» **Task item**
Copy the following lines without any change.

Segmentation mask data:

**********

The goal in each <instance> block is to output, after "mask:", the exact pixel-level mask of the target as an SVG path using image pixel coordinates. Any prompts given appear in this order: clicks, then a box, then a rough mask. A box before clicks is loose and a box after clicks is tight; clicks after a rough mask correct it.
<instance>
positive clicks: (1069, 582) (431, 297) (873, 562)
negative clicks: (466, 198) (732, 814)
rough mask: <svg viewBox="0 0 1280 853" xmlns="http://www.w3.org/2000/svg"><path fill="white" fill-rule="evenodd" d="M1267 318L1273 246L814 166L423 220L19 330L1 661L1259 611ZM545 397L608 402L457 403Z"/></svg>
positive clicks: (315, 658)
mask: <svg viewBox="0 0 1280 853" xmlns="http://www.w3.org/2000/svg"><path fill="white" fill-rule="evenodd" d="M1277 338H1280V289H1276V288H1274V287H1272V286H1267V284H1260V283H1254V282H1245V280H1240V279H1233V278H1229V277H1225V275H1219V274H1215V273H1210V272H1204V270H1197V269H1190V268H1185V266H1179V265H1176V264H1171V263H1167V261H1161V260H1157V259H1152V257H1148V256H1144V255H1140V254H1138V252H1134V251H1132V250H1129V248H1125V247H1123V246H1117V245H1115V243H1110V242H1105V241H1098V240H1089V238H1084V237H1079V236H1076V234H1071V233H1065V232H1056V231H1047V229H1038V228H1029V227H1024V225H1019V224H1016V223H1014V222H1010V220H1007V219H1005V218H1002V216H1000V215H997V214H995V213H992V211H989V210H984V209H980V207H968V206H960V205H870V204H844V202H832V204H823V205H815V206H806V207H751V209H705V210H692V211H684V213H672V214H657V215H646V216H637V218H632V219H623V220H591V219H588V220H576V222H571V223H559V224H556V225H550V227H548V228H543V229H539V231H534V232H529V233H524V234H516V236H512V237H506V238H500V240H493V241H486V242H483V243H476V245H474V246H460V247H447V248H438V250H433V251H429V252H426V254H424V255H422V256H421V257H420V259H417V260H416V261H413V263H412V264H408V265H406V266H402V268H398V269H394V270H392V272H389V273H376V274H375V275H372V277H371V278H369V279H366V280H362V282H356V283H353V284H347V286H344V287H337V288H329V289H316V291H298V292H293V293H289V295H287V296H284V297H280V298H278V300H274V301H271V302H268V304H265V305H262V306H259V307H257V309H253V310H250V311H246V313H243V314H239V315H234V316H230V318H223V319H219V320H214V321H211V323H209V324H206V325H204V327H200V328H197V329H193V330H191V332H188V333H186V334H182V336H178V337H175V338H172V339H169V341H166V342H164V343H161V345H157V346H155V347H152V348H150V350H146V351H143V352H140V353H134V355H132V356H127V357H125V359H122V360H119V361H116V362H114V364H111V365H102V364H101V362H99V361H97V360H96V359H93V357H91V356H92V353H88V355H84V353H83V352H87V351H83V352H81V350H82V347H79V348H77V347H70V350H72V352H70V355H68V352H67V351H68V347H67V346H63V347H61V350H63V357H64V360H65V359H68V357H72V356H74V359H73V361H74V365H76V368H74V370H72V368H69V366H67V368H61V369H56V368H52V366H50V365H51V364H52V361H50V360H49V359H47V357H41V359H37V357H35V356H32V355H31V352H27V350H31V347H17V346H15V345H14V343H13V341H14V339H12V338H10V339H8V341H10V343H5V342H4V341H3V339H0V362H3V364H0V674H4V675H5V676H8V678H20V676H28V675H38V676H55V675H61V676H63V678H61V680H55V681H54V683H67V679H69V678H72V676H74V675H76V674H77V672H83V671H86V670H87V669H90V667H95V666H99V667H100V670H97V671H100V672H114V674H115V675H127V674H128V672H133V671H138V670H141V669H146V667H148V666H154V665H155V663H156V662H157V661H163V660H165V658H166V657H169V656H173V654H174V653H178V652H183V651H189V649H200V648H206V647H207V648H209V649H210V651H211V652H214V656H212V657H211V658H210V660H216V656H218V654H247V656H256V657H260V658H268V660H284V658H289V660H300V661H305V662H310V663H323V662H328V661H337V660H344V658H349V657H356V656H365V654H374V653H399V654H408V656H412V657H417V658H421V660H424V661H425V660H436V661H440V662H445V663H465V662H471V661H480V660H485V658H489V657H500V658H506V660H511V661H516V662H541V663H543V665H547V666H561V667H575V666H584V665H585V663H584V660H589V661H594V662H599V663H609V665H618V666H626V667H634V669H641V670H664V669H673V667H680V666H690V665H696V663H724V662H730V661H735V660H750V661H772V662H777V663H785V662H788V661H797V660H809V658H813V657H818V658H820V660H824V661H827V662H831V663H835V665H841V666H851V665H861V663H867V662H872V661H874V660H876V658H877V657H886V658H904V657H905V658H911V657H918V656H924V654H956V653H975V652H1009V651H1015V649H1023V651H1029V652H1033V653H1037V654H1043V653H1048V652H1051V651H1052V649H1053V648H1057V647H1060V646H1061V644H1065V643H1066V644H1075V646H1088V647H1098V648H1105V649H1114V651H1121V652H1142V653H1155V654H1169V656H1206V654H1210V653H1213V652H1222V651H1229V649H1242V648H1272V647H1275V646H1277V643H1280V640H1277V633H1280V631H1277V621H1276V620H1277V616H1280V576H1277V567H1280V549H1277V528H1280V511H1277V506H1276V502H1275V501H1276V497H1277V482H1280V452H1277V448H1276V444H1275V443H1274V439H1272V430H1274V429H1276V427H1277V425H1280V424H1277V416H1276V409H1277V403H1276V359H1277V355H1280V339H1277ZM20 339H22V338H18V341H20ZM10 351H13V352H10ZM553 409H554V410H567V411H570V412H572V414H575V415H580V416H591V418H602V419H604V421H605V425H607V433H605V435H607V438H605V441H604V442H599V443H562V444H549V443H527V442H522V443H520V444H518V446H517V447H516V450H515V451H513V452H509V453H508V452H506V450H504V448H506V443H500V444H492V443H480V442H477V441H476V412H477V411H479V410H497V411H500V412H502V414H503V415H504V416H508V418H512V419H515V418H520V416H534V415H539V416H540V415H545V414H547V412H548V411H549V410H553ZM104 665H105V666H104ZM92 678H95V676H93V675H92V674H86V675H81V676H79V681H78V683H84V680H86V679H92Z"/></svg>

**********

» **Answer box**
The goal in each <instance> block is to output, after "mask:", the exact pixel-level mask of the target as an SVG path using image pixel coordinates. Any prompts given appear in this order: clicks, then a box, then a rough mask. A box before clicks is loose and a box after clicks is tight; clicks after a rough mask correct it.
<instance>
positive clicks: (1069, 582) (431, 297) (873, 562)
negative clicks: (466, 198) (732, 814)
rough mask: <svg viewBox="0 0 1280 853" xmlns="http://www.w3.org/2000/svg"><path fill="white" fill-rule="evenodd" d="M1267 318L1273 246L814 166L423 220L19 330L1 661L1259 611ZM545 397L608 402L457 403Z"/></svg>
positive clicks: (315, 658)
mask: <svg viewBox="0 0 1280 853" xmlns="http://www.w3.org/2000/svg"><path fill="white" fill-rule="evenodd" d="M1277 338H1280V289H1276V288H1274V287H1272V286H1267V284H1260V283H1254V282H1245V280H1240V279H1233V278H1229V277H1225V275H1219V274H1215V273H1210V272H1204V270H1197V269H1190V268H1185V266H1179V265H1176V264H1171V263H1167V261H1161V260H1157V259H1152V257H1148V256H1144V255H1140V254H1138V252H1134V251H1132V250H1129V248H1125V247H1123V246H1117V245H1115V243H1110V242H1105V241H1098V240H1089V238H1084V237H1079V236H1076V234H1071V233H1065V232H1056V231H1047V229H1038V228H1029V227H1024V225H1019V224H1016V223H1014V222H1010V220H1007V219H1005V218H1002V216H1000V215H997V214H995V213H992V211H989V210H984V209H980V207H968V206H960V205H870V204H844V202H832V204H823V205H815V206H806V207H751V209H705V210H692V211H684V213H672V214H657V215H646V216H637V218H632V219H623V220H591V219H588V220H576V222H571V223H559V224H556V225H550V227H548V228H543V229H539V231H534V232H529V233H524V234H516V236H512V237H506V238H500V240H493V241H486V242H483V243H476V245H474V246H460V247H447V248H438V250H433V251H429V252H426V254H424V255H422V256H421V257H420V259H417V260H416V261H413V263H412V264H408V265H406V266H402V268H398V269H394V270H392V272H389V273H376V274H375V275H372V277H371V278H369V279H366V280H362V282H356V283H353V284H347V286H344V287H337V288H329V289H316V291H298V292H293V293H289V295H287V296H284V297H280V298H278V300H274V301H271V302H268V304H265V305H262V306H259V307H257V309H253V310H250V311H246V313H243V314H239V315H234V316H230V318H223V319H219V320H214V321H211V323H209V324H206V325H204V327H200V328H197V329H193V330H191V332H188V333H186V334H182V336H178V337H175V338H172V339H169V341H166V342H164V343H161V345H157V346H155V347H152V348H150V350H146V351H143V352H140V353H134V355H132V356H127V357H125V359H122V360H119V361H116V362H114V364H111V365H102V364H101V362H99V361H97V360H96V359H93V357H91V356H92V353H88V355H84V353H83V352H87V351H83V352H81V350H82V347H79V348H77V347H70V350H72V352H70V355H68V352H67V351H68V347H67V346H63V347H61V350H63V357H64V360H65V359H68V357H72V356H74V359H73V361H74V365H76V368H74V370H72V368H69V366H67V368H61V369H56V368H52V366H50V365H51V364H52V361H50V360H49V359H47V357H41V359H37V357H35V356H32V355H31V352H27V350H31V347H17V346H15V345H14V343H13V341H14V339H12V338H10V339H8V341H10V343H5V342H4V341H3V339H0V362H3V364H0V674H4V675H5V676H8V678H20V676H28V675H38V676H55V675H61V676H63V678H61V680H55V681H54V683H67V679H69V678H72V676H74V675H76V674H77V672H83V671H86V670H87V669H90V667H95V666H99V667H100V670H97V671H100V672H114V674H115V675H127V674H128V672H133V671H138V670H141V669H146V667H148V666H154V665H155V663H156V662H157V661H163V660H165V658H166V657H169V656H173V654H174V653H178V652H183V651H189V649H200V648H206V647H207V648H209V649H210V651H211V652H214V656H212V657H211V658H210V660H216V656H218V654H247V656H256V657H260V658H268V660H284V658H289V660H300V661H305V662H310V663H323V662H328V661H337V660H344V658H349V657H356V656H365V654H374V653H399V654H408V656H412V657H417V658H421V660H424V661H425V660H436V661H440V662H445V663H465V662H471V661H480V660H485V658H489V657H500V658H506V660H511V661H516V662H541V663H543V665H547V666H561V667H575V666H584V665H585V663H584V660H589V661H594V662H599V663H609V665H618V666H626V667H634V669H641V670H664V669H673V667H680V666H690V665H696V663H724V662H730V661H735V660H750V661H772V662H777V663H785V662H788V661H797V660H809V658H813V657H818V658H820V660H824V661H827V662H831V663H835V665H841V666H851V665H861V663H867V662H872V661H874V660H876V658H877V657H886V658H904V657H905V658H911V657H918V656H924V654H956V653H975V652H1009V651H1015V649H1023V651H1029V652H1033V653H1037V654H1043V653H1048V652H1051V651H1052V649H1053V648H1057V647H1060V646H1061V644H1065V643H1066V644H1075V646H1088V647H1098V648H1105V649H1114V651H1121V652H1142V653H1155V654H1169V656H1206V654H1210V653H1213V652H1222V651H1229V649H1242V648H1272V647H1275V646H1277V643H1280V640H1277V633H1280V631H1277V621H1276V620H1277V616H1280V576H1277V567H1280V549H1277V528H1280V511H1277V506H1276V502H1275V501H1276V497H1277V482H1280V452H1277V448H1276V444H1275V443H1274V439H1272V430H1274V429H1276V427H1277V425H1280V424H1277V416H1276V409H1277V403H1276V359H1277V355H1280V339H1277ZM20 339H22V338H18V341H20ZM10 351H13V352H10ZM553 409H554V410H567V411H570V412H572V414H575V415H580V416H591V418H602V419H604V421H605V425H607V433H605V435H607V438H605V441H604V442H599V443H562V444H549V443H527V442H522V443H520V444H518V446H517V447H516V450H515V451H513V452H509V453H508V452H506V450H504V448H506V443H500V444H492V443H480V442H477V441H476V412H477V411H479V410H497V411H500V412H502V414H503V415H504V416H508V418H512V419H515V418H520V416H534V415H539V416H540V415H545V414H547V412H548V411H549V410H553ZM104 665H105V666H104ZM92 678H95V676H93V675H92V674H86V675H81V676H79V681H78V683H84V680H86V679H92Z"/></svg>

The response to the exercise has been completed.